*Objective*
The output should consist solely of the line containing "Mark every instance of the ear" and the lines that follow it through the end of the data below.
━━━━━━━━━━━━━━━━━━━━━━━━━━━━━━
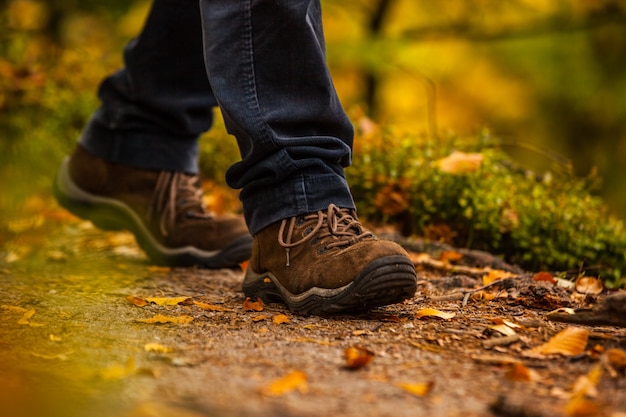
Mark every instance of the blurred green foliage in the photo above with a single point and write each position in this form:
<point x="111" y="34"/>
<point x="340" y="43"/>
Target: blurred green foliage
<point x="422" y="67"/>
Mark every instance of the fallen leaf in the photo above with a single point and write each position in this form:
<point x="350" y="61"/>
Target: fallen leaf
<point x="589" y="285"/>
<point x="157" y="268"/>
<point x="295" y="380"/>
<point x="508" y="323"/>
<point x="450" y="256"/>
<point x="58" y="356"/>
<point x="169" y="301"/>
<point x="503" y="328"/>
<point x="119" y="371"/>
<point x="280" y="319"/>
<point x="159" y="318"/>
<point x="14" y="309"/>
<point x="431" y="312"/>
<point x="564" y="283"/>
<point x="249" y="305"/>
<point x="616" y="359"/>
<point x="210" y="307"/>
<point x="519" y="372"/>
<point x="26" y="317"/>
<point x="483" y="296"/>
<point x="419" y="389"/>
<point x="357" y="357"/>
<point x="460" y="162"/>
<point x="569" y="342"/>
<point x="583" y="391"/>
<point x="155" y="347"/>
<point x="139" y="302"/>
<point x="495" y="275"/>
<point x="544" y="276"/>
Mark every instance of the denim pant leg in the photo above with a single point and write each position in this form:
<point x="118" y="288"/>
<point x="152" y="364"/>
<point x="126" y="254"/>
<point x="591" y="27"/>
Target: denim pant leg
<point x="155" y="108"/>
<point x="266" y="66"/>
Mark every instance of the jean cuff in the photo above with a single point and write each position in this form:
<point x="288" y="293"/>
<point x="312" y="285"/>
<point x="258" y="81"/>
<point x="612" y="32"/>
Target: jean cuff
<point x="141" y="150"/>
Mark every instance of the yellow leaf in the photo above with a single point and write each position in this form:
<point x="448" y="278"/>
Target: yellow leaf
<point x="616" y="358"/>
<point x="14" y="309"/>
<point x="249" y="305"/>
<point x="169" y="301"/>
<point x="156" y="268"/>
<point x="25" y="320"/>
<point x="139" y="302"/>
<point x="280" y="319"/>
<point x="496" y="274"/>
<point x="210" y="307"/>
<point x="119" y="371"/>
<point x="357" y="357"/>
<point x="503" y="328"/>
<point x="258" y="318"/>
<point x="520" y="372"/>
<point x="159" y="318"/>
<point x="155" y="347"/>
<point x="419" y="389"/>
<point x="431" y="312"/>
<point x="460" y="162"/>
<point x="569" y="342"/>
<point x="295" y="380"/>
<point x="589" y="285"/>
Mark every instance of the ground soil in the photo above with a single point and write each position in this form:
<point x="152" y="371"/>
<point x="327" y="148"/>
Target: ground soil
<point x="72" y="344"/>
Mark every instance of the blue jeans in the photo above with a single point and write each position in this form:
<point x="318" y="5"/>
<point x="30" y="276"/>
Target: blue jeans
<point x="263" y="63"/>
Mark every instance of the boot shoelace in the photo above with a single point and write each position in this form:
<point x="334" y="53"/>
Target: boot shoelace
<point x="340" y="224"/>
<point x="174" y="193"/>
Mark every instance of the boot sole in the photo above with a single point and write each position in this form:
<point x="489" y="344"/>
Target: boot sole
<point x="384" y="281"/>
<point x="110" y="214"/>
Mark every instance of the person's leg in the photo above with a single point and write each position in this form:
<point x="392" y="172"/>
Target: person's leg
<point x="266" y="65"/>
<point x="134" y="167"/>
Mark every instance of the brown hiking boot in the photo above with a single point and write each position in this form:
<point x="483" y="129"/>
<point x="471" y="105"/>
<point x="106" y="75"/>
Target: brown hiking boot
<point x="327" y="263"/>
<point x="164" y="211"/>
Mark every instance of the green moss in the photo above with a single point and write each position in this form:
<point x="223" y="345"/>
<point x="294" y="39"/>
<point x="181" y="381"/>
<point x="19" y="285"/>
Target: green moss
<point x="540" y="222"/>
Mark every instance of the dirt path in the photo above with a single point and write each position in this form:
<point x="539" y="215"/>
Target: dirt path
<point x="72" y="344"/>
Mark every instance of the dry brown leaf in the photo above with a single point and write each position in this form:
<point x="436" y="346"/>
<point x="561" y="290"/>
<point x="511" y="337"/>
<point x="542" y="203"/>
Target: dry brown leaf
<point x="249" y="305"/>
<point x="503" y="328"/>
<point x="15" y="309"/>
<point x="483" y="296"/>
<point x="570" y="341"/>
<point x="119" y="371"/>
<point x="544" y="276"/>
<point x="589" y="285"/>
<point x="357" y="357"/>
<point x="210" y="307"/>
<point x="157" y="268"/>
<point x="584" y="390"/>
<point x="450" y="256"/>
<point x="160" y="319"/>
<point x="169" y="301"/>
<point x="155" y="347"/>
<point x="139" y="302"/>
<point x="419" y="389"/>
<point x="259" y="318"/>
<point x="495" y="275"/>
<point x="296" y="380"/>
<point x="280" y="319"/>
<point x="460" y="162"/>
<point x="431" y="312"/>
<point x="616" y="359"/>
<point x="519" y="372"/>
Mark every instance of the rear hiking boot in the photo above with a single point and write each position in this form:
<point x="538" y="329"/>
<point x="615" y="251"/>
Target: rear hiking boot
<point x="163" y="209"/>
<point x="327" y="263"/>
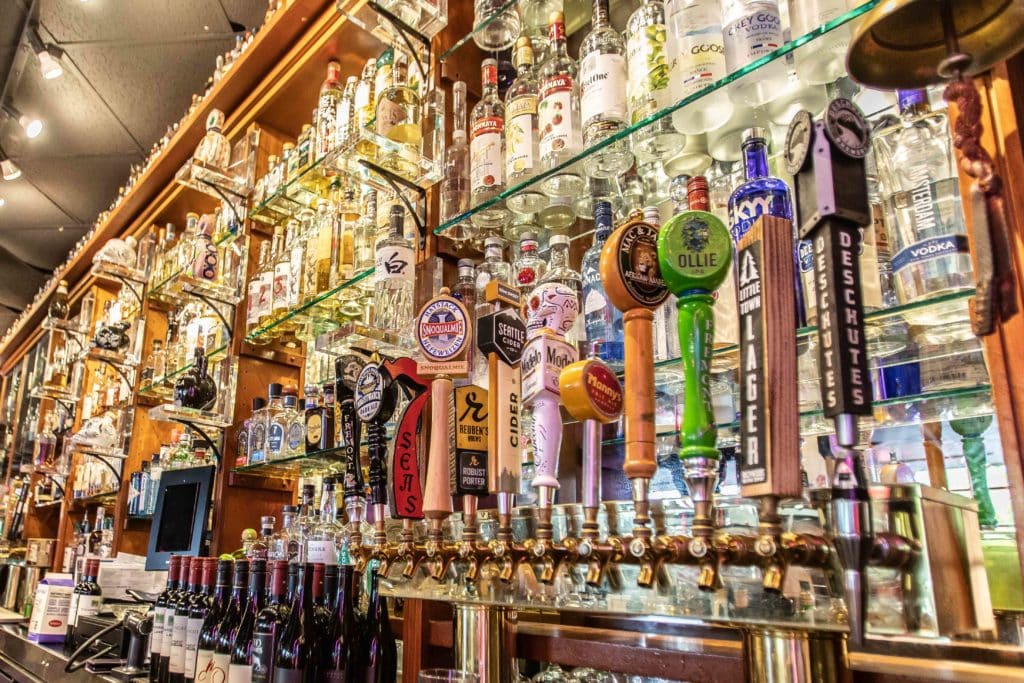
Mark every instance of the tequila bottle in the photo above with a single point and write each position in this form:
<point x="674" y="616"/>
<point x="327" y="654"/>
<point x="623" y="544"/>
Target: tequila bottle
<point x="522" y="156"/>
<point x="394" y="274"/>
<point x="695" y="50"/>
<point x="455" y="181"/>
<point x="558" y="115"/>
<point x="486" y="152"/>
<point x="499" y="25"/>
<point x="648" y="83"/>
<point x="602" y="95"/>
<point x="603" y="322"/>
<point x="754" y="29"/>
<point x="922" y="207"/>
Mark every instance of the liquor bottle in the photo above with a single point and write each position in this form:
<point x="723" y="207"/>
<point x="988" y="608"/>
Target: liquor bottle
<point x="602" y="321"/>
<point x="339" y="646"/>
<point x="240" y="669"/>
<point x="159" y="617"/>
<point x="455" y="180"/>
<point x="922" y="207"/>
<point x="753" y="29"/>
<point x="695" y="52"/>
<point x="648" y="83"/>
<point x="293" y="648"/>
<point x="228" y="627"/>
<point x="179" y="627"/>
<point x="558" y="115"/>
<point x="211" y="622"/>
<point x="58" y="303"/>
<point x="602" y="95"/>
<point x="379" y="659"/>
<point x="395" y="278"/>
<point x="522" y="134"/>
<point x="201" y="603"/>
<point x="559" y="270"/>
<point x="500" y="25"/>
<point x="327" y="110"/>
<point x="486" y="151"/>
<point x="762" y="195"/>
<point x="267" y="623"/>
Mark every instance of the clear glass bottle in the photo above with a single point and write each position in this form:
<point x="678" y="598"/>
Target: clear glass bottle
<point x="648" y="83"/>
<point x="486" y="151"/>
<point x="395" y="278"/>
<point x="603" y="322"/>
<point x="695" y="52"/>
<point x="603" y="108"/>
<point x="921" y="198"/>
<point x="502" y="25"/>
<point x="455" y="180"/>
<point x="754" y="29"/>
<point x="558" y="115"/>
<point x="522" y="155"/>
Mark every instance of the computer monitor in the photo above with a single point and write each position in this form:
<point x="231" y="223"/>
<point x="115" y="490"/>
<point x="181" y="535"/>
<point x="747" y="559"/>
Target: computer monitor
<point x="179" y="521"/>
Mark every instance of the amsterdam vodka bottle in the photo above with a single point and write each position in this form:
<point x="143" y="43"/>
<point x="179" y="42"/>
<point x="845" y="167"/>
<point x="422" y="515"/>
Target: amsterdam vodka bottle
<point x="394" y="273"/>
<point x="922" y="204"/>
<point x="602" y="96"/>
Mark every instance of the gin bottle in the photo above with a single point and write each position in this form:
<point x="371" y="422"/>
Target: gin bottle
<point x="522" y="155"/>
<point x="648" y="85"/>
<point x="695" y="51"/>
<point x="922" y="205"/>
<point x="602" y="321"/>
<point x="754" y="29"/>
<point x="558" y="115"/>
<point x="455" y="182"/>
<point x="394" y="274"/>
<point x="602" y="95"/>
<point x="486" y="152"/>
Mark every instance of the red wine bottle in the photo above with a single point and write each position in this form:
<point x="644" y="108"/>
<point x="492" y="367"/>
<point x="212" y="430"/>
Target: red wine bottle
<point x="338" y="645"/>
<point x="240" y="670"/>
<point x="268" y="623"/>
<point x="208" y="633"/>
<point x="161" y="637"/>
<point x="293" y="653"/>
<point x="379" y="652"/>
<point x="179" y="627"/>
<point x="228" y="626"/>
<point x="201" y="604"/>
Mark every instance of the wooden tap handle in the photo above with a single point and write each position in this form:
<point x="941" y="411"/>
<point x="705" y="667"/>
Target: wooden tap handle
<point x="437" y="492"/>
<point x="640" y="462"/>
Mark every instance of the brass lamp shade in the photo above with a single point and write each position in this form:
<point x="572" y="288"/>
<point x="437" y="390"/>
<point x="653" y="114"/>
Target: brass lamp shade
<point x="901" y="43"/>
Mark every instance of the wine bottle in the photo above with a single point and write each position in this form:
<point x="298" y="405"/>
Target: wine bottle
<point x="208" y="633"/>
<point x="228" y="626"/>
<point x="379" y="653"/>
<point x="240" y="670"/>
<point x="179" y="628"/>
<point x="338" y="646"/>
<point x="292" y="652"/>
<point x="268" y="623"/>
<point x="201" y="604"/>
<point x="159" y="615"/>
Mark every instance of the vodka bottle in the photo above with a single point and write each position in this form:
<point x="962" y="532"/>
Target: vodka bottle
<point x="695" y="51"/>
<point x="395" y="278"/>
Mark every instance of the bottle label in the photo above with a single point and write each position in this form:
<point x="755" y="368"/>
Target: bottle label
<point x="648" y="73"/>
<point x="485" y="153"/>
<point x="555" y="117"/>
<point x="193" y="631"/>
<point x="395" y="263"/>
<point x="520" y="135"/>
<point x="753" y="36"/>
<point x="602" y="87"/>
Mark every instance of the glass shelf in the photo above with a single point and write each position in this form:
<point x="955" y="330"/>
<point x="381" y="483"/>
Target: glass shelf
<point x="322" y="307"/>
<point x="748" y="72"/>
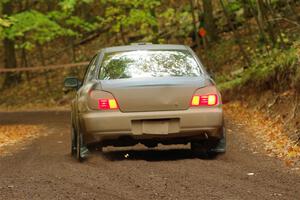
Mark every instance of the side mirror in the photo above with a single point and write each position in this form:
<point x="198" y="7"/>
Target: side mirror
<point x="72" y="83"/>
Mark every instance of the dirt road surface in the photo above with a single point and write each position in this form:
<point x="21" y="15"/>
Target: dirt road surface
<point x="44" y="169"/>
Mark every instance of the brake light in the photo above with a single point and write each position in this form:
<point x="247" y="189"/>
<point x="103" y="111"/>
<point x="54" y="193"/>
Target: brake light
<point x="204" y="100"/>
<point x="107" y="104"/>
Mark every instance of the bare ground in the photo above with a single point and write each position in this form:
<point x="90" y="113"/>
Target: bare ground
<point x="45" y="169"/>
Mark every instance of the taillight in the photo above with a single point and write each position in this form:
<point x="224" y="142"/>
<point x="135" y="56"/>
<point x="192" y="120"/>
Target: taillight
<point x="107" y="104"/>
<point x="205" y="100"/>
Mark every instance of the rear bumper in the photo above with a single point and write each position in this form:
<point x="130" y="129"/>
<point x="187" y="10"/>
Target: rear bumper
<point x="97" y="126"/>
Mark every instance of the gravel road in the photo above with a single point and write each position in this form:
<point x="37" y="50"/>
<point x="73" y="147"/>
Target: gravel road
<point x="44" y="169"/>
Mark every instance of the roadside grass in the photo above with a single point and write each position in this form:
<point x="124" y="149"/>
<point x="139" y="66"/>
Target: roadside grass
<point x="10" y="135"/>
<point x="277" y="69"/>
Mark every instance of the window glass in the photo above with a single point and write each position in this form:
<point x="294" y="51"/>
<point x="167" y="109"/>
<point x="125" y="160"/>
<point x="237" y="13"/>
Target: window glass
<point x="148" y="63"/>
<point x="91" y="70"/>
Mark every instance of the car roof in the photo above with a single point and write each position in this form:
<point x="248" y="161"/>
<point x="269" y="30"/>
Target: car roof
<point x="144" y="46"/>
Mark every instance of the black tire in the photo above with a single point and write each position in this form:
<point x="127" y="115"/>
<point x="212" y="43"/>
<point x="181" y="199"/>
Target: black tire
<point x="73" y="142"/>
<point x="79" y="156"/>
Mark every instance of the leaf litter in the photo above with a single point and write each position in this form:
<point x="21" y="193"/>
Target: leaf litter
<point x="269" y="131"/>
<point x="10" y="135"/>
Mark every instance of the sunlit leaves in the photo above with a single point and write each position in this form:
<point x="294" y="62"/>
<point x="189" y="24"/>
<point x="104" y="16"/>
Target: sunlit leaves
<point x="35" y="27"/>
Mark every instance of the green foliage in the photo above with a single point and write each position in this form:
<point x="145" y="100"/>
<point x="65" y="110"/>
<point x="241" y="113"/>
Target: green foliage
<point x="35" y="27"/>
<point x="125" y="15"/>
<point x="275" y="68"/>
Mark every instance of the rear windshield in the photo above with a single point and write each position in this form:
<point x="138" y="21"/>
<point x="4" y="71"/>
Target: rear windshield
<point x="148" y="63"/>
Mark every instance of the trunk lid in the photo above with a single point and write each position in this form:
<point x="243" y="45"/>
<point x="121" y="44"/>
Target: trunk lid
<point x="154" y="94"/>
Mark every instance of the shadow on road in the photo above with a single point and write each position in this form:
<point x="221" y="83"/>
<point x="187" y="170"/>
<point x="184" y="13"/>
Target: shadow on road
<point x="154" y="155"/>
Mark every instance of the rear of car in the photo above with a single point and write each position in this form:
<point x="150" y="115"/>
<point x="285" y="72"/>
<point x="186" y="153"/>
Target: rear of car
<point x="150" y="94"/>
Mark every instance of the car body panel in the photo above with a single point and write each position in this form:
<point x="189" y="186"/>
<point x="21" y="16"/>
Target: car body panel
<point x="156" y="108"/>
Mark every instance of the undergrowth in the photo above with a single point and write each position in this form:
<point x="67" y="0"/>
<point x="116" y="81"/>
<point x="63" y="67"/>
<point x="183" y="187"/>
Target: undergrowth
<point x="276" y="69"/>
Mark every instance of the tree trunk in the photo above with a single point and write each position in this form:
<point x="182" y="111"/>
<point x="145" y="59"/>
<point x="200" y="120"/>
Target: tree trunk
<point x="195" y="24"/>
<point x="236" y="35"/>
<point x="10" y="60"/>
<point x="209" y="22"/>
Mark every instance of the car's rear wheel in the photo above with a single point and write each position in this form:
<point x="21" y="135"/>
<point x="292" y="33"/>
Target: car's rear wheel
<point x="81" y="149"/>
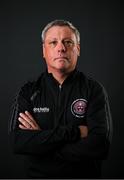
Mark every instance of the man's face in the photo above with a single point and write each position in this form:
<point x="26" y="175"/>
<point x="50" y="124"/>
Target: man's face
<point x="60" y="49"/>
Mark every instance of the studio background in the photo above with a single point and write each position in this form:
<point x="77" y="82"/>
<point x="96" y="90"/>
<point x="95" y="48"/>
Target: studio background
<point x="21" y="60"/>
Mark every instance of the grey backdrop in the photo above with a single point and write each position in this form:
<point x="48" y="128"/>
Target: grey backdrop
<point x="20" y="27"/>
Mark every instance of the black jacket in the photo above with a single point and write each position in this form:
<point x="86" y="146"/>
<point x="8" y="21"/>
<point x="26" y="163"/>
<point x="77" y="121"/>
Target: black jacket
<point x="57" y="151"/>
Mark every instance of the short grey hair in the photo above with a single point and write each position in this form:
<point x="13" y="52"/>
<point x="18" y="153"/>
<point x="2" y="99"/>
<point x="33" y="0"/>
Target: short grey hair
<point x="60" y="23"/>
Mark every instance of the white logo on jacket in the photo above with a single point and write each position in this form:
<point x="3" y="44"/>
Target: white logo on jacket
<point x="41" y="110"/>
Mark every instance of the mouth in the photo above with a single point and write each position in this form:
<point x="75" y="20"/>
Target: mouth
<point x="61" y="58"/>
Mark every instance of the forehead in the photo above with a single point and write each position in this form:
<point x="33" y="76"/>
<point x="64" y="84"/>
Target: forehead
<point x="60" y="32"/>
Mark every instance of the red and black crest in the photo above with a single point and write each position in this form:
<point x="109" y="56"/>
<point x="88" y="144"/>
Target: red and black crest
<point x="78" y="107"/>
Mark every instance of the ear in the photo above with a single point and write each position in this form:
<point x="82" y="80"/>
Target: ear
<point x="78" y="49"/>
<point x="43" y="49"/>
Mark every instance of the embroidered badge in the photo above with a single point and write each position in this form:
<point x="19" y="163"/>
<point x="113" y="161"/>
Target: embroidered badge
<point x="78" y="107"/>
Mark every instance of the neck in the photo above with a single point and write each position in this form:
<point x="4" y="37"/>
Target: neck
<point x="60" y="76"/>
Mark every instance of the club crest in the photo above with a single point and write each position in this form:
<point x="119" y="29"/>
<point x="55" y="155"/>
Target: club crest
<point x="78" y="107"/>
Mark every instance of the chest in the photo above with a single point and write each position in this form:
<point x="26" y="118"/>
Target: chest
<point x="63" y="106"/>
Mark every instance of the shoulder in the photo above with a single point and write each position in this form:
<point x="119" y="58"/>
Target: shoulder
<point x="92" y="85"/>
<point x="30" y="86"/>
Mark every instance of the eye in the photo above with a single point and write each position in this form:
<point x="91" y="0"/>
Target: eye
<point x="68" y="43"/>
<point x="53" y="43"/>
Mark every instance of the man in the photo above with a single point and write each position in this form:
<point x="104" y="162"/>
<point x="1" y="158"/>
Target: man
<point x="61" y="122"/>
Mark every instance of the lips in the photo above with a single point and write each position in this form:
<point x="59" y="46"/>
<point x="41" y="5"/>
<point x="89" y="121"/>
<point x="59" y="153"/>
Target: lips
<point x="62" y="57"/>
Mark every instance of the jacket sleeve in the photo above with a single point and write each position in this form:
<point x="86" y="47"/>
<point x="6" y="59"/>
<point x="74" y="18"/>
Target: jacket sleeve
<point x="36" y="141"/>
<point x="99" y="123"/>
━━━━━━━━━━━━━━━━━━━━━━━━━━━━━━
*Written answer*
Mark every instance of the ear in the photo above with a single point and write each position in this form:
<point x="82" y="80"/>
Target: ear
<point x="78" y="49"/>
<point x="43" y="49"/>
Mark every instance of the embroidered badge in the photo above with a single point and write each position in this form:
<point x="19" y="163"/>
<point x="113" y="161"/>
Target: embroidered badge
<point x="78" y="107"/>
Mark every instance of the neck in the photo above with a single point and write each position in this form:
<point x="4" y="37"/>
Target: neck
<point x="60" y="76"/>
Mark every instance of the club crest in the photo above with a single point and write each position in this form:
<point x="119" y="29"/>
<point x="55" y="155"/>
Target: club crest
<point x="78" y="107"/>
Mark every instance of the chest in the photo above with a single point and write each position in this form:
<point x="26" y="118"/>
Target: chest
<point x="63" y="106"/>
Mark every instance of the shoulder in the photo above with a single point and write each position in this form:
<point x="119" y="58"/>
Target: shoulder
<point x="92" y="85"/>
<point x="30" y="86"/>
Mark every instance of the eye in the photo above with a single point and write each position in this form:
<point x="91" y="0"/>
Target: eye
<point x="68" y="43"/>
<point x="53" y="43"/>
Mark every instance of the man in the photo above with a single point and write each position in this form:
<point x="104" y="162"/>
<point x="1" y="158"/>
Target: man
<point x="61" y="122"/>
Mark every instance of the lips in the photo above with a single point and write each position in this form:
<point x="59" y="46"/>
<point x="41" y="5"/>
<point x="89" y="121"/>
<point x="59" y="153"/>
Target: lips
<point x="62" y="57"/>
Mark every instance of the jacket sleeve in the photo above with a single point and write each position in this form:
<point x="86" y="47"/>
<point x="6" y="59"/>
<point x="74" y="18"/>
Target: jacket sleeve
<point x="36" y="141"/>
<point x="99" y="123"/>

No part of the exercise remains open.